▶ Aufgaben
1: Zähle alle Werke auf, die im Textausschnitt in dem Absatz beginnend mit „Die Ausstellung bietet auch so genug Schockpotenzial“ beschrieben werden.
2: Wie oft lässt sich Israeli laut dem Textausschnitt die Berghain-Stempel geben?

▶ Textausschnitt

++++++

Mal sind die Nasen Mohrrüben, mal Penisse

„BRGN“ ist ungleich intimer und aufs Engste mit Israelis Körper vereint. In der Galerie Crone hätte man Fotos von seinen Unterarmen mit den tätowierten Berghain-Stempeln gesehen, die er sich jedes Wochenende geben und anschließend im Tattoo-Studio nachstechen lässt. Von den Handgelenken immer weiter hoch, die jüngsten Motive sind kaum richtig verheilt. Auch Berlins legendärer Club wäre in der Ausstellung aufgetaucht, in einem Video oder akustisch. Doch die Schau hat sich während des Aufbaus anders entwickelt. Und das Berghain-Projekt, das längst noch nicht zu Ende ist, bleibt für Außenstehende vorerst unsichtbar.

Die Ausstellung bietet auch so genug Schockpotenzial. Denn bei den Tattoos ist es nicht geblieben. Israeli hat sich das Atelier in Friedrichshain über die Wochen dann doch sukzessive erobert und schließlich die Silhouette eines riesigen Narrenschiffs geschaffen. Begleitet wird es von großen Leinwänden, auf denen es brennt, während sich die Figuren auf dem Bild – die oft aus Flohmarkt-Hampelmännern oder Puppenköpfen gemacht sind – selbstgerecht abwenden. Und es hängen kleine Zeichnungen, auf denen Israeli rassistische Witze nacherzählt und drastisch illustriert. Fast immer geht es um Nasen und große oder kleine Penisse, die an die Stelle der Nasen rücken. Eine Fantasie, die sich in Israelis „Darkroom“-Montagen wiederholt: Auf schwarz gemaltem Karton vergnügen sich Hampelmänner, an denen Fäden baumeln. Zieht man daran, richten sich die Geschlechter auf. Es gibt Porträtbüsten aus Beton, in deren Gesichtern Mohrrüben stecken, die langsam schrumpeln und durch frisches Gemüse ersetzt werden. Schließlich schmale, schöne Körperabgüsse aus farbigem Silikon, die ebenfalls eine Verbindung Nase – Penis herstellen.

Israeli: Ich bin Jude, ich darf das

Das wirkt ein bisschen penetrant und plakativ, bezieht sich jedoch auf ein von den Nationalsozialisten propagiertes Klischee, das einen Rückschluss auf die Größe beider Extremitäten behauptet. Was hämisch und bösartig gemeint war, setzt Israeli nun ein, um auf das Irrsinnige, Absurde solcher Behauptungen zu zielen. Vulgäres spielt auch in vielen der von ihm gesammelten Witze eine Rolle, und jeder in Berlin kenne welche, erklärt Israeli. Genau wie die Mär von der „Nase eines Mannes und seinem Johannes“. Bloß aussprechen will das niemand. „Erzähl mir einen Witz über Juden“, hat er am Anfang häufiger zu Freunden gesagt und selbst welche gemacht. Doch die Perspektive ist der Unterschied. „Ich bin Jude, ich darf das“, lautet sein Fazit. Er akzeptierte die Hemmungen und setzte die Recherche im Internet fort, wo er weit mehr vorfand, als ihm lieb war.

++++++

▶ Bereitgestellte Daten
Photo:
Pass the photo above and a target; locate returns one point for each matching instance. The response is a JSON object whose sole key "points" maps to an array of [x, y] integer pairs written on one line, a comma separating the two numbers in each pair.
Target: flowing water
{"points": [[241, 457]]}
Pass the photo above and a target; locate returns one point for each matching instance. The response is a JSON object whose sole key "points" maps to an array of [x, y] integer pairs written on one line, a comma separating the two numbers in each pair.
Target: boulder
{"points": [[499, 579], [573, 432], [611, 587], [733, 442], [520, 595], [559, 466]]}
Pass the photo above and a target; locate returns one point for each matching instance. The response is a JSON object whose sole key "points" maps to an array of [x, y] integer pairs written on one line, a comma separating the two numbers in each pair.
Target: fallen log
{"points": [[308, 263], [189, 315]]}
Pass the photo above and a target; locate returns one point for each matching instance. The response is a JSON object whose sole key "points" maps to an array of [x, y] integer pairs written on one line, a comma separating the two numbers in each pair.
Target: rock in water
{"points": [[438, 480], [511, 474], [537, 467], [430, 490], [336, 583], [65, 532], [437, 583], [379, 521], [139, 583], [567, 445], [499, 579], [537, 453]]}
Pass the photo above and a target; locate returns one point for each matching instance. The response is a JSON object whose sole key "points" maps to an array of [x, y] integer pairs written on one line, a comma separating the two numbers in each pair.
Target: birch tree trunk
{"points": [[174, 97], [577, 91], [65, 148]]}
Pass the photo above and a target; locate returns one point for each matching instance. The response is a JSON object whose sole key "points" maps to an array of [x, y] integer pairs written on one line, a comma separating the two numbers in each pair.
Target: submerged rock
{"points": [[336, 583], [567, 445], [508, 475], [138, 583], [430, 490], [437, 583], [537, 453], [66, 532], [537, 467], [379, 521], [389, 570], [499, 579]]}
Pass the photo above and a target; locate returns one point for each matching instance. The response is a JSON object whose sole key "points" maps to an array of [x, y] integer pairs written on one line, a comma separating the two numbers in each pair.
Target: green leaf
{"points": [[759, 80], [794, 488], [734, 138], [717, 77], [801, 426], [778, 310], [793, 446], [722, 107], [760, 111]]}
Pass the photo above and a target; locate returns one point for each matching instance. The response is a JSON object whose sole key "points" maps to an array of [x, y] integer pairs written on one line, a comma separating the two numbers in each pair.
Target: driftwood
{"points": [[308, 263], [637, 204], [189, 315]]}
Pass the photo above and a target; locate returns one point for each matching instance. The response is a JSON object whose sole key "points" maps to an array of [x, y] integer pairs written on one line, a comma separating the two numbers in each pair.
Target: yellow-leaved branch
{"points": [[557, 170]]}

++++++

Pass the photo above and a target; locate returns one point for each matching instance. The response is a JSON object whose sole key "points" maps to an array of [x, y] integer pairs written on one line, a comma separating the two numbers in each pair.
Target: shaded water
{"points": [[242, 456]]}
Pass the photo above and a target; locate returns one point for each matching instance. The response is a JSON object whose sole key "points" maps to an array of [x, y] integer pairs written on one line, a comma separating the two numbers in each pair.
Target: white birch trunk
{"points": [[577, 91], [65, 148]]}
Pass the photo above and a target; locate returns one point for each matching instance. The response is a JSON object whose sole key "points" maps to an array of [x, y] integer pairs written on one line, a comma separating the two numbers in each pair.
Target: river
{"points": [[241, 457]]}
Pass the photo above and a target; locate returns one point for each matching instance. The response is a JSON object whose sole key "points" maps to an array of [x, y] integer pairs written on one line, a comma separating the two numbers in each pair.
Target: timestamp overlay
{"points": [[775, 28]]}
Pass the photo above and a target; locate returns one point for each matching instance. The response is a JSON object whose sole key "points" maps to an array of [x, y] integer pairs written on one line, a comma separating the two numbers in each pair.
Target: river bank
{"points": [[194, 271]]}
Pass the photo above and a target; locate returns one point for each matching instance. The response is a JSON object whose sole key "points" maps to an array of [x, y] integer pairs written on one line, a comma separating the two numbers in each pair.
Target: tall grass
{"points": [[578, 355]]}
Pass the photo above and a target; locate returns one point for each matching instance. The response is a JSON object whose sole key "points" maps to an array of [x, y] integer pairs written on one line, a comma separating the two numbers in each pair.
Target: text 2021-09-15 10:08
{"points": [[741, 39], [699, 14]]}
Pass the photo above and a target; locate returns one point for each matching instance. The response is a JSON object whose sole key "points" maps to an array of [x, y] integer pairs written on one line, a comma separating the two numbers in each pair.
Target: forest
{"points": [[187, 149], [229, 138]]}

++++++

▶ Antworten je Aufgabe
1:
- Die Silhouette eines riesigen Narrenschiffs
- Große Leinwände, auf denen es brennt
- Kleine Zeichnungen, auf denen Israeli rassistische Witze nacherzählt und illustriert
- Die „Darkroom“-Montagen mit Hampelmännern auf schwarz gemaltem Karton
- Porträtbüsten aus Beton, in deren Gesichtern Mohrrüben stecken
- Schmale Körperabgüsse aus farbigem Silikon

2: Jedes Wochenende.